Segmentation dataset records:
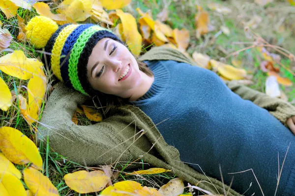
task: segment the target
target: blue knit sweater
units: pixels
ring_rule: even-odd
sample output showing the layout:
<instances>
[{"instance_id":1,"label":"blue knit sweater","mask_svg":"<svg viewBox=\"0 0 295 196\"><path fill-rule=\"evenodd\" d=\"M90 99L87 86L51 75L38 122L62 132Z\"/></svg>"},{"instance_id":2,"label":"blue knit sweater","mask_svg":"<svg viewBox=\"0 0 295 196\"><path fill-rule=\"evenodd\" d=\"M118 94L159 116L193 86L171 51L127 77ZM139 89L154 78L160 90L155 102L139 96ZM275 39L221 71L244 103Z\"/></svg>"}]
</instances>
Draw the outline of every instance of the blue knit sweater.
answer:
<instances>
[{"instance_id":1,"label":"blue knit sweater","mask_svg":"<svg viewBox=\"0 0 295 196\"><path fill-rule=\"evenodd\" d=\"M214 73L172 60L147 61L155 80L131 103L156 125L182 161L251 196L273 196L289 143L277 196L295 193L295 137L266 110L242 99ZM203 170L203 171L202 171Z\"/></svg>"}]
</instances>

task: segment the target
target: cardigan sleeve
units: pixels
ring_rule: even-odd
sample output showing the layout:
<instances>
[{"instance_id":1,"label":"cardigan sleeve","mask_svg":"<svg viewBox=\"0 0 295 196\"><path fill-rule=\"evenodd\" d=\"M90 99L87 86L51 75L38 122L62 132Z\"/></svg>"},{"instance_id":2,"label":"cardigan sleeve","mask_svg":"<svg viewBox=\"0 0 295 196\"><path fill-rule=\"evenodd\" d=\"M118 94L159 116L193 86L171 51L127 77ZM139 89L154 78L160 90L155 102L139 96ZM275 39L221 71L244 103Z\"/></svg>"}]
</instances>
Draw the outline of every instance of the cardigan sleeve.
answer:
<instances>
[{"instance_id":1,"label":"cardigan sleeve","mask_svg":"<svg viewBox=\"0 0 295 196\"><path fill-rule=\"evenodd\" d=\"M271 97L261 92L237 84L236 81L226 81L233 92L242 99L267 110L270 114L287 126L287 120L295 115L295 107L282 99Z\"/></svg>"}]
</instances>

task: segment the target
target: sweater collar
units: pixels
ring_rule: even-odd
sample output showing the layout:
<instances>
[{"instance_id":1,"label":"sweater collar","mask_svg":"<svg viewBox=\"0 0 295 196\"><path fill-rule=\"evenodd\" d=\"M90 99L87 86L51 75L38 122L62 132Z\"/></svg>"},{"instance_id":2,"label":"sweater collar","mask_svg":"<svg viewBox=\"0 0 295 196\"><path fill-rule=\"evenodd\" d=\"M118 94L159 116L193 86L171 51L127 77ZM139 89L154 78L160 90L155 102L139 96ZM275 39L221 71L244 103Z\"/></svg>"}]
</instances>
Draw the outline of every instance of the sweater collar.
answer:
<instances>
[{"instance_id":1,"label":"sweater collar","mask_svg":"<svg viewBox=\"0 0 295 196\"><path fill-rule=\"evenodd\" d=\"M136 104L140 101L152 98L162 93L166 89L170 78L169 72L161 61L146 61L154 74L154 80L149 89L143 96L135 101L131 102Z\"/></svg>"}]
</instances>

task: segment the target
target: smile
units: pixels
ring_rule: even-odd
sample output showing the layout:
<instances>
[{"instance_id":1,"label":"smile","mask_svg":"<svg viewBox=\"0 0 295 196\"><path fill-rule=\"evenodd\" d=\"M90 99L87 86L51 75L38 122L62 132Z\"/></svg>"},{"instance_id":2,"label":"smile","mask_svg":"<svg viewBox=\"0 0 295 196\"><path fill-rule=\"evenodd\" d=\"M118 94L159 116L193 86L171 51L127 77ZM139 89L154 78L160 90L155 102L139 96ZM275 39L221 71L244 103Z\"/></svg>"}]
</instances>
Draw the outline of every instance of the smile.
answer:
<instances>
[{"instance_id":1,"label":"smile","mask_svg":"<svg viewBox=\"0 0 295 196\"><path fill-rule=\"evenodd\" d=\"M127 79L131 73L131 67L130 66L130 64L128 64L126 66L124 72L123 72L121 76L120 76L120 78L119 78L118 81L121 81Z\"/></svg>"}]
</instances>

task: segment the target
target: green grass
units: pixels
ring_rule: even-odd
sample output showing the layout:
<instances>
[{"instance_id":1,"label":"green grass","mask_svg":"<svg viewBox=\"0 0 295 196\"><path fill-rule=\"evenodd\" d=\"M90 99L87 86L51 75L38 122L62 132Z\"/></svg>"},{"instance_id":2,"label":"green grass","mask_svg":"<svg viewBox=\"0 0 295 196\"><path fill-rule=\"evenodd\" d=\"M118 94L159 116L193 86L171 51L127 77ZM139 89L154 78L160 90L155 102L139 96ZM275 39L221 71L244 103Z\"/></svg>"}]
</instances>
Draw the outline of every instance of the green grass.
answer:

▶ Task goal
Pictures in the data above should not be copied; transcribe everything else exactly.

▶ Solution
task: segment the target
target: blue knit sweater
units: pixels
ring_rule: even-odd
sample output showing the layout:
<instances>
[{"instance_id":1,"label":"blue knit sweater","mask_svg":"<svg viewBox=\"0 0 295 196\"><path fill-rule=\"evenodd\" d=\"M90 99L87 86L51 75L38 122L62 132Z\"/></svg>"},{"instance_id":2,"label":"blue knit sweater","mask_svg":"<svg viewBox=\"0 0 295 196\"><path fill-rule=\"evenodd\" d=\"M118 94L159 116L193 86L171 51L127 77ZM139 89L154 78L160 90L155 102L139 96ZM275 39L221 71L244 103Z\"/></svg>"}]
</instances>
Draw the outline of every instance of the blue knit sweater.
answer:
<instances>
[{"instance_id":1,"label":"blue knit sweater","mask_svg":"<svg viewBox=\"0 0 295 196\"><path fill-rule=\"evenodd\" d=\"M214 73L172 60L147 61L155 80L131 103L156 125L182 161L251 196L273 196L289 143L277 196L295 193L295 137L266 110L242 99ZM203 170L203 171L202 171Z\"/></svg>"}]
</instances>

task: segment the target
target: cardigan sleeve
units: pixels
ring_rule: even-odd
sample output showing the layout:
<instances>
[{"instance_id":1,"label":"cardigan sleeve","mask_svg":"<svg viewBox=\"0 0 295 196\"><path fill-rule=\"evenodd\" d=\"M90 99L87 86L51 75L38 122L62 132Z\"/></svg>"},{"instance_id":2,"label":"cardigan sleeve","mask_svg":"<svg viewBox=\"0 0 295 196\"><path fill-rule=\"evenodd\" d=\"M118 94L159 116L193 86L171 51L127 77ZM139 89L154 78L160 90L155 102L139 96ZM275 39L221 71L244 103Z\"/></svg>"}]
</instances>
Draw the outline of every instance of the cardigan sleeve.
answer:
<instances>
[{"instance_id":1,"label":"cardigan sleeve","mask_svg":"<svg viewBox=\"0 0 295 196\"><path fill-rule=\"evenodd\" d=\"M271 97L261 92L237 84L236 81L226 81L233 92L242 99L267 110L270 114L287 126L287 120L295 115L295 107L282 99Z\"/></svg>"}]
</instances>

task: segment the target
target: sweater collar
units: pixels
ring_rule: even-odd
sample output showing the layout:
<instances>
[{"instance_id":1,"label":"sweater collar","mask_svg":"<svg viewBox=\"0 0 295 196\"><path fill-rule=\"evenodd\" d=\"M90 99L87 86L51 75L38 122L62 132Z\"/></svg>"},{"instance_id":2,"label":"sweater collar","mask_svg":"<svg viewBox=\"0 0 295 196\"><path fill-rule=\"evenodd\" d=\"M118 94L159 116L193 86L171 51L127 77ZM139 89L154 78L160 90L155 102L139 96ZM275 39L221 71L244 103Z\"/></svg>"}]
</instances>
Draw the outline of every instance of the sweater collar.
answer:
<instances>
[{"instance_id":1,"label":"sweater collar","mask_svg":"<svg viewBox=\"0 0 295 196\"><path fill-rule=\"evenodd\" d=\"M136 104L140 101L152 98L162 93L166 89L170 78L169 72L161 61L146 61L154 74L154 80L149 89L143 96L135 101L131 102Z\"/></svg>"}]
</instances>

task: segment the target
target: smile
units: pixels
ring_rule: even-odd
sample output showing the layout:
<instances>
[{"instance_id":1,"label":"smile","mask_svg":"<svg viewBox=\"0 0 295 196\"><path fill-rule=\"evenodd\" d=\"M90 99L87 86L51 75L38 122L62 132Z\"/></svg>"},{"instance_id":2,"label":"smile","mask_svg":"<svg viewBox=\"0 0 295 196\"><path fill-rule=\"evenodd\" d=\"M118 94L159 116L193 86L171 51L127 77ZM139 89L154 78L160 90L155 102L139 96ZM275 39L221 71L244 103Z\"/></svg>"}]
</instances>
Draw the outline of every instance of the smile.
answer:
<instances>
[{"instance_id":1,"label":"smile","mask_svg":"<svg viewBox=\"0 0 295 196\"><path fill-rule=\"evenodd\" d=\"M127 79L131 73L131 67L130 66L130 64L128 64L126 66L124 72L123 72L121 76L120 76L120 78L119 78L118 81L121 81Z\"/></svg>"}]
</instances>

task: segment the target
target: green grass
units: pixels
ring_rule: even-odd
sample output showing the layout:
<instances>
[{"instance_id":1,"label":"green grass","mask_svg":"<svg viewBox=\"0 0 295 196\"><path fill-rule=\"evenodd\" d=\"M90 99L87 86L51 75L38 122L62 132Z\"/></svg>"},{"instance_id":2,"label":"green grass","mask_svg":"<svg viewBox=\"0 0 295 196\"><path fill-rule=\"evenodd\" d=\"M118 94L159 116L193 86L171 51L127 77ZM139 89L154 78L160 90L155 102L139 96ZM275 39L221 71L244 103Z\"/></svg>"}]
</instances>
Draw the outline of every instance of the green grass.
answer:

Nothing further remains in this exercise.